❌ Because women are most likely to be murdered in their own home.
❌ Because every day, 137 women are killed by a member of their family worldwide.
— UN Women (@UN_Women) November 24, 2021
In both rich and poor countries alike, gender prejudice has fuelled acts of violence towards women and girls.
The top UN Women official explained that this type of violence “often goes unreported, silenced by stigma, shame, fear of the perpetrators and fear of a justice system that does not work for women”.
Moreover, COVID-19 has triggered a shadow pandemic, which enables unseen violence. She cited an increase in reports on helplines for violence against women and girls (VAWG) in all corners of the world.
Hope on the horizon
Despite this, Ms. Bahous said that there is hope and new opportunities are opening.
Last summer, as part of a $40 billion commitment to the women and girls of the world, the Generation Equality Forum launched the Action Coalition on Gender-based Violence to spark collective action, drive investment and deliver concrete results.
“There will be concrete financial and policy commitments, and scaled-up initiatives in critical areas: survivor support services, legal frameworks and more resources for grass-roots organizations”, the UN Women chief assured.
‘Change is possible’
UN Secretary-General, António Guterres, said that “violence against women is not inevitable”.
“The right policies and programmes bring results”, including long-term strategies that tackle the root causes of violence, protecting the rights of women and girls, and promoting strong and autonomous women’s rights movements.
The UN has built this model through its partnership with the European Union in the Spotlight Initiative.
Partner countries last year witnessed a 22 per cent increase in prosecution of perpetrators; 84 laws and policies were passed or strengthened; and more than 650,000 women and girls were able to access GBV services – despite pandemic-related restrictions.
“Change is possible, and now is the time to redouble our efforts so that together, we can eliminate violence against women and girls by 2030”, he said.
GBV knows no boundaries
General Assembly President, Abdulla Shahid, said that one characteristic of gender-based violence is that it knows no social or economic boundaries and affects women and girls of all socio-economic backgrounds.
“This issue needs to be addressed in both developing and developed countries”, he argued.

* INFORMATION SUPPLIED *
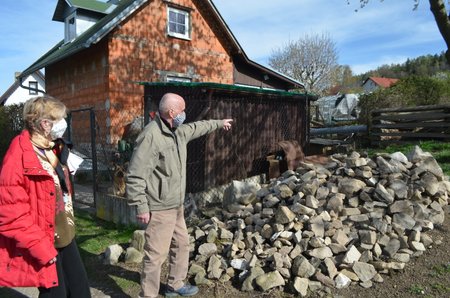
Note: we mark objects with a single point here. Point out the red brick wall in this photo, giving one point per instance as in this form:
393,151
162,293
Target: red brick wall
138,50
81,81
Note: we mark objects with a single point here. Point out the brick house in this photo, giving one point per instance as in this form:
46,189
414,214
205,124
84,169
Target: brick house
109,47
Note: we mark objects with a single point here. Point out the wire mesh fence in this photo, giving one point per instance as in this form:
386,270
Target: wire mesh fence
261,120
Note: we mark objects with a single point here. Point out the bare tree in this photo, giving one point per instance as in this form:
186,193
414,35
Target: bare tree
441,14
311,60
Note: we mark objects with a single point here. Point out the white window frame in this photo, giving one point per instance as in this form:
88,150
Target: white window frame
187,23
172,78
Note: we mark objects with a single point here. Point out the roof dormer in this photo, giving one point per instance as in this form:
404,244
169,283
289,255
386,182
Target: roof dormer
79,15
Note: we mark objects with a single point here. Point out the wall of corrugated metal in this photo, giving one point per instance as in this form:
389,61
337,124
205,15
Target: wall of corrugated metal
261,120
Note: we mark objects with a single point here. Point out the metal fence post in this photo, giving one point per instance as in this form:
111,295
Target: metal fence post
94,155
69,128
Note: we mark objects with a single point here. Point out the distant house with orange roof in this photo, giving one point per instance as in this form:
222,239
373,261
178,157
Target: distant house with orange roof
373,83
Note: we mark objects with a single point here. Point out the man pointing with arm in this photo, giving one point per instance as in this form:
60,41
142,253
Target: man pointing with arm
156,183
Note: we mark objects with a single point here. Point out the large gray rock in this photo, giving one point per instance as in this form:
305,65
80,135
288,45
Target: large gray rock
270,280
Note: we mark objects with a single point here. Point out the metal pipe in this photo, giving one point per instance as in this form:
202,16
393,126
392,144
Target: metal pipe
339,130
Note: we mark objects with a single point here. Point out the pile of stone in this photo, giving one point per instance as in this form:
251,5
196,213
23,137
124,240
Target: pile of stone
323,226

* WHAT TO WORK ON *
- 1) List the section headings in the article on violence against women.
- 2) Transcribe the article on violence against women from "Hope on the" to "Women chief assured.".

* RESPONSES TO THE EXERCISE *
- 1)
Hope on the horizon
‘Change is possible’
GBV knows no boundaries

- 2)
Hope on the horizon
Despite this, Ms. Bahous said that there is hope and new opportunities are opening.
Last summer, as part of a $40 billion commitment to the women and girls of the world, the Generation Equality Forum launched the Action Coalition on Gender-based Violence to spark collective action, drive investment and deliver concrete results.
“There will be concrete financial and policy commitments, and scaled-up initiatives in critical areas: survivor support services, legal frameworks and more resources for grass-roots organizations”, the UN Women chief assured.